* START Entries shown *
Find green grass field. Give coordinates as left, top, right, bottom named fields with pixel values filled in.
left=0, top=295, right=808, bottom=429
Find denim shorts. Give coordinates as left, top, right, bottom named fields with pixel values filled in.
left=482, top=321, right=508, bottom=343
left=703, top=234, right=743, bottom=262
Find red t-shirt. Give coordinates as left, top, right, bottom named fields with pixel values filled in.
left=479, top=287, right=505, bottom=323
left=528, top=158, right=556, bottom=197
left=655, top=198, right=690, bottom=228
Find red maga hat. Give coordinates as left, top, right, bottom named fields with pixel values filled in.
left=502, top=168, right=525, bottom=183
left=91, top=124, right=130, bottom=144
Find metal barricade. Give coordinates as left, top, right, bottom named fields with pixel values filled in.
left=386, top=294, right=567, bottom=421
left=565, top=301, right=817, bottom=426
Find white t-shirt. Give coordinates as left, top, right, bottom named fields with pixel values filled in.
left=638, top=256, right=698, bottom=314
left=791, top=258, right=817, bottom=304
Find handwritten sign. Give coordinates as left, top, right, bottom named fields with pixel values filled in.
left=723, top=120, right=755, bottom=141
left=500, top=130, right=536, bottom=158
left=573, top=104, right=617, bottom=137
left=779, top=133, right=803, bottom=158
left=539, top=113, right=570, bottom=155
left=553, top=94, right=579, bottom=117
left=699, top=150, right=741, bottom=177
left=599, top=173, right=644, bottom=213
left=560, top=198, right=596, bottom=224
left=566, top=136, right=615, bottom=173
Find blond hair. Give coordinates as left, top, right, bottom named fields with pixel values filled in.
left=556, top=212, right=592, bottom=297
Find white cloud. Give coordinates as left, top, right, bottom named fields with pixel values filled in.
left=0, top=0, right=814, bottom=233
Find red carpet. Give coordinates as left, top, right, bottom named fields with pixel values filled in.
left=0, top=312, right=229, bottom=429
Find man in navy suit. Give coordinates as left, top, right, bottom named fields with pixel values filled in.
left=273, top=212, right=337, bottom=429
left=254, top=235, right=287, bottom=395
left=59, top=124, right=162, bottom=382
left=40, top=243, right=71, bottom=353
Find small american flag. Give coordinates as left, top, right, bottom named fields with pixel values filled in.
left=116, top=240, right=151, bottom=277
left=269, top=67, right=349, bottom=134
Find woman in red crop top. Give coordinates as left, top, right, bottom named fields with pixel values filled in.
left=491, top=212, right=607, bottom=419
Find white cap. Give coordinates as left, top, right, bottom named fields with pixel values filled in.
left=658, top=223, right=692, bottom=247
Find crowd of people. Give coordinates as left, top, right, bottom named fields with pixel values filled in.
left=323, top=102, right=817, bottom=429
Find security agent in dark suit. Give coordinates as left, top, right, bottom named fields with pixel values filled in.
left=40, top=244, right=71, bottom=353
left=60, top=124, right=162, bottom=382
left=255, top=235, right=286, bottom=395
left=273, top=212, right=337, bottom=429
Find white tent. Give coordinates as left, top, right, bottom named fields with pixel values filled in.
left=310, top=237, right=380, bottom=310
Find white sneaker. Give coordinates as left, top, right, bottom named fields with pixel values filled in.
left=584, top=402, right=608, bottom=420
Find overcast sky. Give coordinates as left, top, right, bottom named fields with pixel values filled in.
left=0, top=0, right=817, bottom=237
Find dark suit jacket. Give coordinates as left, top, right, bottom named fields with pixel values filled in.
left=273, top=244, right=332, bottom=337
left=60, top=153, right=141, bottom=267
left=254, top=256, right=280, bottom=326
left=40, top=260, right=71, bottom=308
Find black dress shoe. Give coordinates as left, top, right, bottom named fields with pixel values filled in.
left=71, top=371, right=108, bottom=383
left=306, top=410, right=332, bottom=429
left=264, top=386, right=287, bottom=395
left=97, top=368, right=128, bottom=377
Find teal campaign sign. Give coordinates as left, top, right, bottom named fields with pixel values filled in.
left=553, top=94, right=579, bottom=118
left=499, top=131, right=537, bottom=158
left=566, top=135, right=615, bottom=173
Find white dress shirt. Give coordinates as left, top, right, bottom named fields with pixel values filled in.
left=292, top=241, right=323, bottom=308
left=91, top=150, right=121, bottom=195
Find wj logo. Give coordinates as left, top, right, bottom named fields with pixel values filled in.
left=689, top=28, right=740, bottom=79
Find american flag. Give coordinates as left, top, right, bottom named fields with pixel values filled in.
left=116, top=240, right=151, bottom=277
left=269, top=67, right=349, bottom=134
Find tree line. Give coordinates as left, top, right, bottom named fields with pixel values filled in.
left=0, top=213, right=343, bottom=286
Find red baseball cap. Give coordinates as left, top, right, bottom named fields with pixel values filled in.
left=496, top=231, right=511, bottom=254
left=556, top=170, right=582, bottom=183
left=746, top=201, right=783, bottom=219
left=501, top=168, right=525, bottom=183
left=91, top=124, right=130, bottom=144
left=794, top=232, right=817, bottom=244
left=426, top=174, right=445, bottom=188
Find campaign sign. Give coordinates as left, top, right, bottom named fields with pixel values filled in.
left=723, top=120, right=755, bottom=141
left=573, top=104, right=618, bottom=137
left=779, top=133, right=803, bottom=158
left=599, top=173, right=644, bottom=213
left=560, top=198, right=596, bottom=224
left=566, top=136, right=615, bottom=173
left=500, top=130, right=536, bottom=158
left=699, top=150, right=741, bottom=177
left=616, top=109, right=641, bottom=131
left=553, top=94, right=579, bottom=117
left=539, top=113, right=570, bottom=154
* END Entries shown *
Convert every line of the material above into a JSON list of strings, one string per line, skipping any blank lines.

▶ **Answer below**
[
  "Find green grass field. Give coordinates as left, top, right, bottom named fields with pixel values filled in.",
  "left=0, top=295, right=808, bottom=429",
  "Find denim shorts. Give coordinates as left, top, right, bottom named fields with pixel values filled in.",
  "left=482, top=321, right=508, bottom=343",
  "left=703, top=234, right=743, bottom=262",
  "Find red t-shirt. Give coordinates as left, top, right, bottom named fields with pixel values filled in.",
  "left=479, top=287, right=505, bottom=323",
  "left=528, top=158, right=556, bottom=197",
  "left=655, top=198, right=690, bottom=228",
  "Find red maga hat. Give coordinates as left, top, right, bottom named fields with pixel values filled in.",
  "left=502, top=168, right=525, bottom=183",
  "left=91, top=124, right=130, bottom=144",
  "Find metal barricade. Give coordinates as left, top, right, bottom named fields with pixel values filled in.",
  "left=386, top=294, right=567, bottom=421",
  "left=565, top=301, right=817, bottom=426",
  "Find white t-shirt. Give coordinates as left, top, right, bottom named fields with pixel values filled in.",
  "left=638, top=256, right=698, bottom=314",
  "left=791, top=258, right=817, bottom=304",
  "Find handwritten sign. Give coordinates as left, top, right, bottom named fields with pixel values filled in.",
  "left=723, top=120, right=755, bottom=141",
  "left=500, top=130, right=536, bottom=158",
  "left=573, top=104, right=617, bottom=137",
  "left=779, top=133, right=803, bottom=158",
  "left=539, top=113, right=570, bottom=155",
  "left=553, top=94, right=579, bottom=117",
  "left=699, top=150, right=741, bottom=177",
  "left=599, top=173, right=644, bottom=213",
  "left=560, top=198, right=596, bottom=224",
  "left=566, top=136, right=615, bottom=173",
  "Find blond hair. Give coordinates as left, top, right, bottom named fields with pixel values filled in.",
  "left=556, top=212, right=592, bottom=297",
  "Find white cloud. Give coordinates as left, top, right, bottom named fields with pixel values filled in.",
  "left=0, top=0, right=814, bottom=233",
  "Find red carpet. Give coordinates as left, top, right, bottom named fields with pixel values filled in.",
  "left=0, top=312, right=229, bottom=429",
  "Find man in navy suit. Give coordinates as left, top, right, bottom named fields with pixel values filled in.",
  "left=273, top=212, right=337, bottom=429",
  "left=254, top=235, right=287, bottom=395",
  "left=59, top=124, right=162, bottom=382",
  "left=40, top=243, right=71, bottom=353",
  "Find small american flag. Give coordinates as left, top, right, bottom named fields with pixel values filled in.",
  "left=116, top=240, right=151, bottom=277",
  "left=269, top=67, right=349, bottom=134",
  "Find woman in red crop top. Give coordinates as left, top, right, bottom named fields with pixel values filled in.",
  "left=491, top=212, right=607, bottom=419",
  "Find white cap. Give coordinates as left, top, right, bottom named fields with pixel values filled in.",
  "left=658, top=223, right=692, bottom=247",
  "Find crowd of people. Give coordinates as left, top, right, bottom named fields with pixel values filled in.",
  "left=323, top=102, right=817, bottom=429",
  "Find security agent in dark suit. Give coordinates as left, top, right, bottom named fields with pixel values filled in.",
  "left=40, top=244, right=71, bottom=353",
  "left=60, top=124, right=162, bottom=382",
  "left=255, top=235, right=286, bottom=395",
  "left=273, top=212, right=337, bottom=429",
  "Find white tent. Give coordinates as left, top, right, bottom named fields with pixel values filled in.",
  "left=310, top=237, right=380, bottom=310",
  "Find white sneaker. Give coordinates as left, top, right, bottom named fields with pixel values filled in.",
  "left=584, top=402, right=608, bottom=420",
  "Find overcast sky. Give coordinates as left, top, right, bottom named fields with pixel values filled in.",
  "left=0, top=0, right=817, bottom=237",
  "Find dark suit jacket. Give coordinates as left, top, right, bottom named fields with pixel values filled in.",
  "left=273, top=244, right=332, bottom=337",
  "left=60, top=153, right=141, bottom=267",
  "left=254, top=256, right=280, bottom=326",
  "left=40, top=260, right=71, bottom=308",
  "Find black dress shoe. Give coordinates as left, top, right, bottom named fields with pixel values filled in.",
  "left=71, top=371, right=108, bottom=383",
  "left=306, top=410, right=332, bottom=429",
  "left=264, top=386, right=287, bottom=395",
  "left=97, top=368, right=128, bottom=377",
  "Find teal campaign sign. Give coordinates as left, top, right, bottom named fields with pixel values filled in.",
  "left=553, top=94, right=579, bottom=118",
  "left=499, top=131, right=537, bottom=158",
  "left=566, top=135, right=615, bottom=173",
  "Find white dress shirt. Give coordinates as left, top, right, bottom named fields with pixel values filled in.",
  "left=292, top=241, right=323, bottom=308",
  "left=91, top=150, right=121, bottom=195",
  "Find wj logo. Give coordinates as left, top, right, bottom named fields with pixel values filled in.",
  "left=689, top=28, right=740, bottom=79",
  "Find american flag. Give coordinates as left, top, right, bottom named fields with pixel values filled in.",
  "left=116, top=240, right=151, bottom=277",
  "left=269, top=67, right=349, bottom=134",
  "Find tree line. Give coordinates as left, top, right, bottom named fields with pixel values filled in.",
  "left=0, top=213, right=343, bottom=286",
  "Find red baseball cap. Give coordinates as left, top, right, bottom named fields with pixel values filled in.",
  "left=496, top=231, right=511, bottom=254",
  "left=556, top=170, right=582, bottom=183",
  "left=746, top=201, right=783, bottom=219",
  "left=501, top=168, right=525, bottom=183",
  "left=91, top=124, right=130, bottom=144",
  "left=794, top=232, right=817, bottom=244",
  "left=426, top=174, right=445, bottom=188",
  "Find campaign sign. Give coordinates as left, top, right, bottom named fields with pixel values filled in.",
  "left=723, top=120, right=755, bottom=141",
  "left=573, top=104, right=618, bottom=137",
  "left=779, top=133, right=803, bottom=158",
  "left=599, top=173, right=644, bottom=213",
  "left=560, top=198, right=596, bottom=224",
  "left=566, top=136, right=615, bottom=173",
  "left=500, top=130, right=536, bottom=158",
  "left=699, top=150, right=741, bottom=177",
  "left=616, top=109, right=641, bottom=131",
  "left=553, top=94, right=579, bottom=117",
  "left=539, top=113, right=570, bottom=154"
]